• _Excerpts from point annotation data_
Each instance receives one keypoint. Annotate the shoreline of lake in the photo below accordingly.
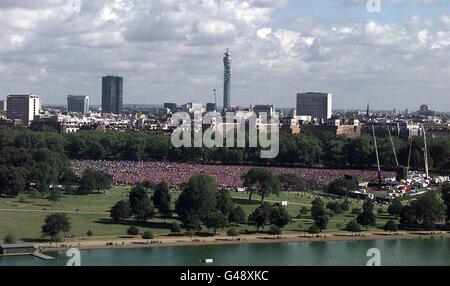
(245, 239)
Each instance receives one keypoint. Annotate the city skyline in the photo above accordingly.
(280, 48)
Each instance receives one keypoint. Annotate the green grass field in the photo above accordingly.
(24, 217)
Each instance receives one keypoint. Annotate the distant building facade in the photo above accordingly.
(269, 110)
(227, 82)
(23, 107)
(112, 94)
(78, 103)
(210, 107)
(425, 111)
(171, 106)
(3, 106)
(316, 105)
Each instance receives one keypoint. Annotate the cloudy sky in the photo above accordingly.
(171, 51)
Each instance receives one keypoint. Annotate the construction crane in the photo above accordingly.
(378, 158)
(409, 156)
(425, 152)
(393, 146)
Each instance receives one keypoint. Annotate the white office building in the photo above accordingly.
(314, 104)
(23, 107)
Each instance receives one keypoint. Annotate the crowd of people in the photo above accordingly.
(132, 172)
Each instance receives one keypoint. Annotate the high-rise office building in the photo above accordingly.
(227, 81)
(112, 94)
(23, 107)
(210, 107)
(314, 104)
(78, 103)
(3, 105)
(171, 106)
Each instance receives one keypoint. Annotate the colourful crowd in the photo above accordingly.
(132, 172)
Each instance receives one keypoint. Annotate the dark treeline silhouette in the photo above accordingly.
(42, 158)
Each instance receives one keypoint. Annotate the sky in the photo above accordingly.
(172, 51)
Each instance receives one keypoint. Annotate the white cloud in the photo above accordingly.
(171, 50)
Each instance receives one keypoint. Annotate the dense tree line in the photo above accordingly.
(303, 149)
(39, 159)
(30, 161)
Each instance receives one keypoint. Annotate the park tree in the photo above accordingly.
(366, 219)
(9, 238)
(303, 212)
(345, 206)
(55, 224)
(12, 181)
(93, 180)
(133, 230)
(275, 230)
(161, 197)
(261, 181)
(147, 235)
(335, 206)
(445, 192)
(341, 187)
(216, 220)
(197, 198)
(318, 208)
(121, 211)
(395, 207)
(321, 221)
(313, 229)
(141, 206)
(33, 194)
(408, 218)
(143, 210)
(54, 196)
(224, 202)
(429, 209)
(237, 216)
(69, 178)
(175, 228)
(390, 226)
(279, 216)
(353, 226)
(232, 231)
(260, 216)
(193, 223)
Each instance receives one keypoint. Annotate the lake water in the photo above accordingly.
(429, 252)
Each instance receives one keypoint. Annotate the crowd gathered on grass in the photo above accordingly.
(204, 208)
(49, 165)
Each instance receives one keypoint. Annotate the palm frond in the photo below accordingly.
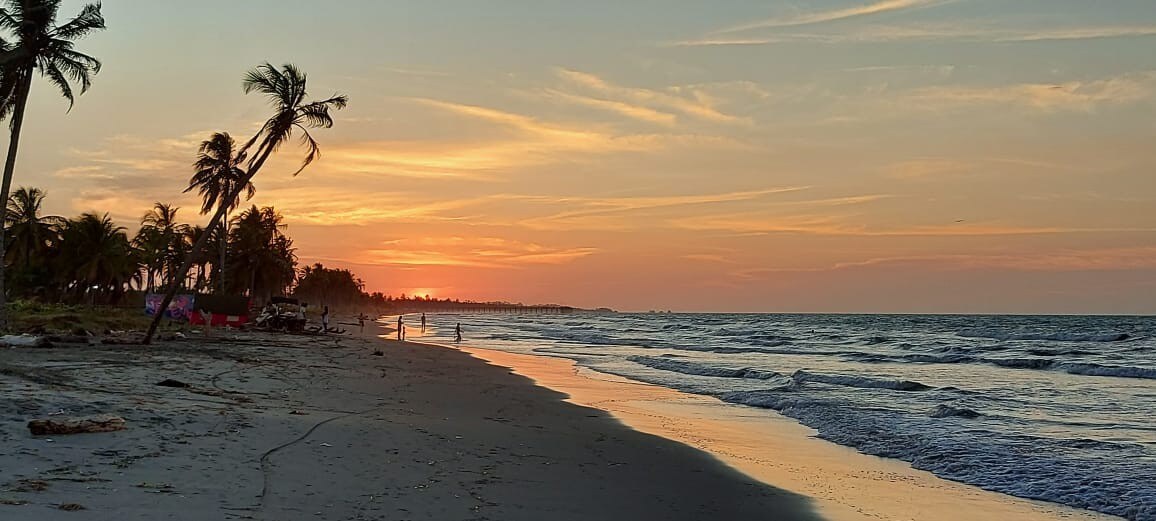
(52, 73)
(88, 20)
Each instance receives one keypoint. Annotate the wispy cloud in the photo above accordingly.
(1069, 96)
(689, 101)
(927, 32)
(638, 112)
(476, 252)
(834, 15)
(1060, 260)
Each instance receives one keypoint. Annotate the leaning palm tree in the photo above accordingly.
(293, 113)
(30, 232)
(161, 242)
(96, 257)
(38, 45)
(217, 175)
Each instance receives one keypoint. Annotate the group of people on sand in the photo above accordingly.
(401, 328)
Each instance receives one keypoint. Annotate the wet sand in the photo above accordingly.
(295, 428)
(844, 484)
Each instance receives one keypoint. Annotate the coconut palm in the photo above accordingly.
(217, 175)
(191, 236)
(31, 238)
(264, 262)
(38, 44)
(293, 113)
(95, 257)
(160, 242)
(30, 235)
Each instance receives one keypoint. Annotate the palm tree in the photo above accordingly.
(31, 239)
(191, 236)
(95, 255)
(30, 233)
(265, 262)
(217, 175)
(291, 113)
(39, 45)
(160, 242)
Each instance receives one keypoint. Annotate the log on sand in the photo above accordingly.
(76, 425)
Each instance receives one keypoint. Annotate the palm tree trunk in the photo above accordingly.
(9, 165)
(224, 245)
(264, 155)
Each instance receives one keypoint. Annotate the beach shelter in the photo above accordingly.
(223, 310)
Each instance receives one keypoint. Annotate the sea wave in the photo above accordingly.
(1061, 470)
(948, 411)
(690, 367)
(865, 382)
(1097, 370)
(1005, 335)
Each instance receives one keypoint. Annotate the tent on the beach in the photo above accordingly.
(224, 311)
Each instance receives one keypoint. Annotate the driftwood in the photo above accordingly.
(23, 341)
(76, 425)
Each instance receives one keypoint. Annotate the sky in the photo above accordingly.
(909, 156)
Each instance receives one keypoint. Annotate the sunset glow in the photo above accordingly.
(809, 156)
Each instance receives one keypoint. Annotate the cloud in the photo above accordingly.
(927, 32)
(606, 213)
(475, 252)
(621, 108)
(1083, 96)
(834, 15)
(687, 101)
(1062, 260)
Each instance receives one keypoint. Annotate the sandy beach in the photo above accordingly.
(843, 484)
(295, 428)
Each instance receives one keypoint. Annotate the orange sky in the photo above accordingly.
(834, 156)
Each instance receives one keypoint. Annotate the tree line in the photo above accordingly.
(91, 259)
(31, 41)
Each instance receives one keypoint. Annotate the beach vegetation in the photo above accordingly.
(31, 42)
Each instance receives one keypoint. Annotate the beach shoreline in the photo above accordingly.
(844, 484)
(275, 426)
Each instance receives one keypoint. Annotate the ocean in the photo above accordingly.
(1059, 409)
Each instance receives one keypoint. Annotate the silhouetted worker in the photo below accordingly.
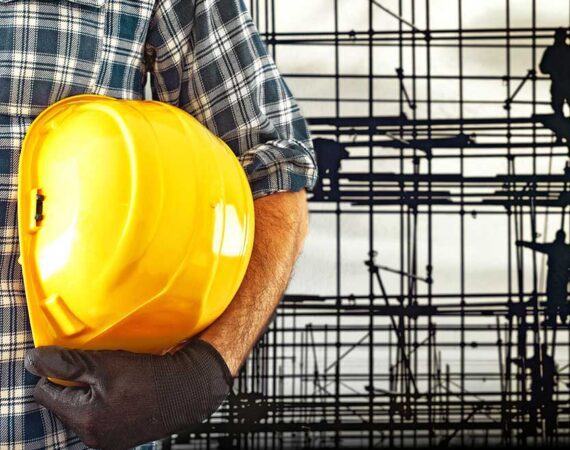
(329, 155)
(557, 280)
(555, 62)
(543, 381)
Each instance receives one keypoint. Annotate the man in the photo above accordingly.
(556, 63)
(329, 156)
(205, 57)
(557, 279)
(544, 375)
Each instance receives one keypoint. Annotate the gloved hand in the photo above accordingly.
(130, 398)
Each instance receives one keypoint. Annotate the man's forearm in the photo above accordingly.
(281, 223)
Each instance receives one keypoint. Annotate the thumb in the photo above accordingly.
(58, 362)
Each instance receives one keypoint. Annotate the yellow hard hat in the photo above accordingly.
(136, 225)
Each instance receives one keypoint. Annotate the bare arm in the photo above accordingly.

• _Exercise task_
Pictures in the records should not appear in your copy, but everything else must be transcribed exactly.

• _Solution to this task_
Each instance receives one keypoint. Annotate the shoreline of lake in the photo below accordingly.
(245, 239)
Each instance receives one keypoint. Annotate the city skyline in the photo above accordingly.
(280, 48)
Each instance receives one keypoint. Annotate the green grass field in the photo above accordingly.
(24, 217)
Each instance receives one keypoint. Annotate the distant building facade in the photo above accordingly.
(269, 110)
(227, 82)
(23, 107)
(112, 94)
(78, 103)
(210, 107)
(425, 111)
(171, 106)
(3, 106)
(316, 105)
Each instance receives one keypoint. Annotate the cloudy sky in the photo above accordingly.
(171, 51)
Each instance receives one keypoint. Annotate the construction crane in the photo above accordingly.
(378, 158)
(409, 156)
(425, 152)
(393, 146)
Each instance receives one keypoint. Annotate the white office building in the photo above accordingly.
(314, 104)
(23, 107)
Each instance receives one keypoint. Annotate the crowd of people in the photo above accordingly.
(132, 172)
Each instance receives one keypoint. Annotate the high-rise office building in the photo above accordingly.
(227, 81)
(112, 94)
(23, 107)
(210, 107)
(314, 104)
(78, 103)
(3, 105)
(171, 106)
Each instance receives one keypoint. Annotate the colourful crowd in the photo above accordingly.
(132, 172)
Each instance receives one keypoint. Annotate the dark treeline silhouette in the photo above accordingly.
(42, 158)
Each instance receives one keypoint. Annotate the sky in the photo above accordingly.
(172, 51)
Each instance receives one keypoint. Annotate the white cloud in the photo above accordingly.
(171, 50)
Each instance receives one keypoint. Annotate the dense tree line in the photo above accordingly.
(303, 149)
(39, 159)
(30, 161)
Each instance receives one keypoint. Annotate the park tree in the photo above accordingly.
(366, 219)
(9, 238)
(303, 212)
(345, 206)
(55, 224)
(12, 181)
(93, 180)
(133, 230)
(275, 230)
(161, 197)
(261, 181)
(147, 235)
(335, 206)
(445, 192)
(341, 187)
(216, 220)
(197, 198)
(318, 208)
(121, 211)
(395, 207)
(321, 221)
(313, 229)
(141, 206)
(33, 194)
(408, 218)
(143, 210)
(54, 196)
(224, 202)
(429, 209)
(237, 216)
(69, 178)
(175, 228)
(390, 226)
(279, 216)
(353, 226)
(232, 231)
(260, 216)
(193, 223)
Each instance receives one keypoint. Annotate the lake water in the photo above accordingly.
(429, 252)
Each instance receives one keypoint. Annotate the crowd gathered on grass in the photo above accordingly.
(204, 208)
(49, 165)
Each instance receives one keypoint. Annotate the palm frond in the photo below accordingly.
(52, 73)
(88, 20)
Each instance receives one keypoint. Annotate the wispy cloud in the photo above accordingly.
(1069, 96)
(689, 101)
(927, 32)
(638, 112)
(476, 252)
(834, 15)
(1060, 260)
Each instance receives one keypoint. Annotate the leaning palm tree in the photo above accordingly.
(293, 113)
(30, 232)
(161, 242)
(96, 257)
(38, 45)
(217, 175)
Each instance receives one keypoint. Annotate the group of people on sand in the photo above accordingly.
(401, 328)
Each instance receives one keypoint. Annotate the wet sand in the photo above accordingly.
(295, 428)
(844, 484)
Each instance receives one keypoint. Annotate the coconut palm in the photo above accordingly.
(217, 175)
(191, 236)
(31, 238)
(264, 262)
(38, 44)
(293, 113)
(95, 257)
(160, 242)
(30, 235)
Each instance receives one keypoint. Annotate the palm tree in the photo above accordingly.
(31, 239)
(191, 236)
(95, 255)
(30, 233)
(265, 262)
(217, 175)
(291, 113)
(39, 45)
(160, 242)
Each instance receives one keypoint. Annotate the log on sand in the photo above accordingly.
(76, 425)
Each instance receives one keypoint. Annotate the palm tree trunk in the photo above accordingly.
(9, 165)
(224, 245)
(264, 155)
Each instance receives one keypoint. Annotate the beach shelter in the photo above accordingly.
(223, 310)
Each instance receives one keypoint. Annotate the sea wave in the photo above accordingly.
(1061, 470)
(948, 411)
(690, 367)
(865, 382)
(1097, 370)
(1005, 335)
Each instance receives one keypoint. Annotate the tent on the beach in the photo above accordingly.
(224, 311)
Each instance receives one keypoint. Annotate the driftwood in the photo above accordingly.
(23, 341)
(76, 425)
Each instance receives one keypoint. Annotate the sky in the photo above accordingly.
(909, 156)
Each instance receives one keypoint. Annotate the sunset glow in the photo above accordingly.
(809, 156)
Each instance receives one keypoint. Annotate the cloud in the photo above accordingly.
(927, 32)
(606, 213)
(475, 252)
(621, 108)
(1083, 96)
(834, 15)
(687, 101)
(1062, 260)
Each instance receives one keypoint. Annotate the sandy beach in the photo above accordingly.
(843, 484)
(295, 428)
Each instance receives one keypoint. Annotate the orange sky in the photo above accordingly.
(834, 156)
Each instance receives one keypoint. Annotate the tree line in the photo above accordingly.
(91, 259)
(31, 41)
Each instance receives one keypoint. Annotate the beach vegetation in the photo above accordingly.
(31, 42)
Each instance receives one keypoint. Annotate the beach shoreline in the photo above accordingly.
(844, 484)
(275, 426)
Each instance receives one keypoint. Annotate the ocean in the photo above accordingly.
(1059, 409)
Each instance receives one keypoint. Annotate the silhouetted worker in the photo below accordingly.
(329, 155)
(557, 280)
(555, 62)
(543, 381)
Each instance receives one keypoint. Annotate the man in the photo above accordingly.
(556, 63)
(329, 156)
(205, 57)
(557, 279)
(544, 375)
Each instance receives one keypoint. Annotate the gloved hand in the photo above accordingly.
(130, 398)
Each instance receives one keypoint. Annotate the man's forearm in the photo above accordingly.
(281, 223)
Each instance receives one keypoint. Annotate the thumb in the photo above accordingly.
(58, 362)
Each instance receives one keypoint. Annotate the yellow hard hat in the photo above accordingly.
(136, 225)
Each instance receives one keypoint. Annotate the bare arm in the photo above accordingly.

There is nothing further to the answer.